• [ASSIGNMENT]:
Report each line from the records where the string "positive" turns up.

• [DATA FOR REVIEW]:
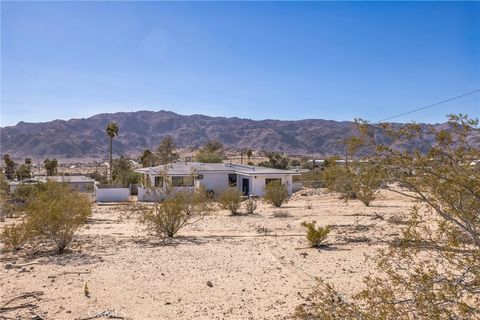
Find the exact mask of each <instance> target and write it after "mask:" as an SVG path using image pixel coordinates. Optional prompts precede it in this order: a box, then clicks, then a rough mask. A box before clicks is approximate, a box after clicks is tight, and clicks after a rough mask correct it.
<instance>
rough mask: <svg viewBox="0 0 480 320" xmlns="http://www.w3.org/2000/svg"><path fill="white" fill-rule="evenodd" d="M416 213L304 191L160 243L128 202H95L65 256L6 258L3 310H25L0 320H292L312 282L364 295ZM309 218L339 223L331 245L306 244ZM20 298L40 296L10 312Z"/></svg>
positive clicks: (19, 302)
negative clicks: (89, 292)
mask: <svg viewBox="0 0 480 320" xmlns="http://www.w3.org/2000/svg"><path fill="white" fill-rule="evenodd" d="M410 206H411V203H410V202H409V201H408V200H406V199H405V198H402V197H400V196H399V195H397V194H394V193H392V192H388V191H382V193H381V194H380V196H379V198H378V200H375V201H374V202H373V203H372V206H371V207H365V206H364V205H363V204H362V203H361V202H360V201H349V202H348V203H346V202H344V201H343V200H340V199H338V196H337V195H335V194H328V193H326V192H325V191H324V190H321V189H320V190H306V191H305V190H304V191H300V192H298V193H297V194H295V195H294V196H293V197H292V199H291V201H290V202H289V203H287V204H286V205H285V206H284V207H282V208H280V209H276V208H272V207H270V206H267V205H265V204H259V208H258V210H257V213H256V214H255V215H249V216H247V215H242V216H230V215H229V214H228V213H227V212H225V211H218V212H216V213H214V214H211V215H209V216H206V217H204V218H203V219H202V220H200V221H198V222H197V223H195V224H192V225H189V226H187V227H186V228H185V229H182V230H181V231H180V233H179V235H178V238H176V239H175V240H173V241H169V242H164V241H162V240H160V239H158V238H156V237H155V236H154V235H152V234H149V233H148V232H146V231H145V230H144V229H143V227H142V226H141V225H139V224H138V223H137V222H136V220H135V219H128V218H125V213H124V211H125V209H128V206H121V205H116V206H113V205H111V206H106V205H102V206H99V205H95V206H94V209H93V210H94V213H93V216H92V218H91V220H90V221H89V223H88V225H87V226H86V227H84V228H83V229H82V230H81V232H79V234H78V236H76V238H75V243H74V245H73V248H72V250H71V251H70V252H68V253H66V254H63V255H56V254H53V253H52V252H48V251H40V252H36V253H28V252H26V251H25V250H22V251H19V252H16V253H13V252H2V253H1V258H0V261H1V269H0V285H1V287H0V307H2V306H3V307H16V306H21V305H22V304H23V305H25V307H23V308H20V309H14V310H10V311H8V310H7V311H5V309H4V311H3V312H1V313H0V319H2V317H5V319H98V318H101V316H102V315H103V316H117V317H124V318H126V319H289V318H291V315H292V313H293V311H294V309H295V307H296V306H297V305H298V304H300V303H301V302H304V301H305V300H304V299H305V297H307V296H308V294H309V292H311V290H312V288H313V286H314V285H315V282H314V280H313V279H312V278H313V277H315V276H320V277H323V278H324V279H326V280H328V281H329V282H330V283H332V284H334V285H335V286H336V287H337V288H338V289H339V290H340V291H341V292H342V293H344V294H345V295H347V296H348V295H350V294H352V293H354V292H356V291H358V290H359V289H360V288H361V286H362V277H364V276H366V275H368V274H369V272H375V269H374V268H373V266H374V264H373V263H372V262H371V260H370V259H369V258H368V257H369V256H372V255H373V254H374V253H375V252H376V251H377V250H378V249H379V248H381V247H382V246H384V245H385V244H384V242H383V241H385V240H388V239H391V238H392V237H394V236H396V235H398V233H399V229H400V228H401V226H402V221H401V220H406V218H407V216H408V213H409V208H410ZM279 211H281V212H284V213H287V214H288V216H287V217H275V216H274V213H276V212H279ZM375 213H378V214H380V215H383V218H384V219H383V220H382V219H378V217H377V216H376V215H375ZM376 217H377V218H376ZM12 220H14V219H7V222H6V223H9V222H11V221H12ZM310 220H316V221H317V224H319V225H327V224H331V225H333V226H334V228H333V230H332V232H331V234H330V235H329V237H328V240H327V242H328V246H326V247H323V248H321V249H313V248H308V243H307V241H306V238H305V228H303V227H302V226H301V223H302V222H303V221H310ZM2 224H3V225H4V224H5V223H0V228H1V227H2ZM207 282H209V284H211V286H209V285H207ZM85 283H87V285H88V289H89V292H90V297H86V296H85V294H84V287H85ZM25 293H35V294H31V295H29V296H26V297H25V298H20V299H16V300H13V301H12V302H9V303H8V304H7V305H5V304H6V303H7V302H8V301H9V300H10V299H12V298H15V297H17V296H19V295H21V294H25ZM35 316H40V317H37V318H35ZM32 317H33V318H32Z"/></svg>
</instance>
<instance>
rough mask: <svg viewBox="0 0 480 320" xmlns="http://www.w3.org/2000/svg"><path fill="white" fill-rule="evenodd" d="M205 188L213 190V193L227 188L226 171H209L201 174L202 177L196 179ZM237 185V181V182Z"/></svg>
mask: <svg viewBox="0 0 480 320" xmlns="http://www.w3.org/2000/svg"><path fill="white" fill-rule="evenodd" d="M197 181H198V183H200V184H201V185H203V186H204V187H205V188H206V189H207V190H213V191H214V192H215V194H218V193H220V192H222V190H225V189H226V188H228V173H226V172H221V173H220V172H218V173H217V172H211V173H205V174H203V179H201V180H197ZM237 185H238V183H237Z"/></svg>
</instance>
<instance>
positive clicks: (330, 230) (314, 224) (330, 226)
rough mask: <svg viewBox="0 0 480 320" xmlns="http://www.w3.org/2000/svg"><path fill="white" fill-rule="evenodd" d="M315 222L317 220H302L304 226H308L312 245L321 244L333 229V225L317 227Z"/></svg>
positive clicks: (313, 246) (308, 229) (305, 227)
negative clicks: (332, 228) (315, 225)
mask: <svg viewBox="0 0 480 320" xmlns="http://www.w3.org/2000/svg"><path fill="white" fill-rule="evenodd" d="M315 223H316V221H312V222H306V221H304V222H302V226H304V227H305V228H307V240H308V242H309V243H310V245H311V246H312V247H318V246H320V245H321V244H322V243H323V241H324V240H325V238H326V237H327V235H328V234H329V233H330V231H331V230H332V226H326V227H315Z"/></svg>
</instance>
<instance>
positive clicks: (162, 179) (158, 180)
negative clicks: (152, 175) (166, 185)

• [EXERCISE OUTPUT]:
positive clicks: (19, 302)
positive clicks: (330, 230) (314, 224) (330, 226)
positive clicks: (313, 246) (308, 229) (305, 227)
positive clicks: (162, 179) (158, 180)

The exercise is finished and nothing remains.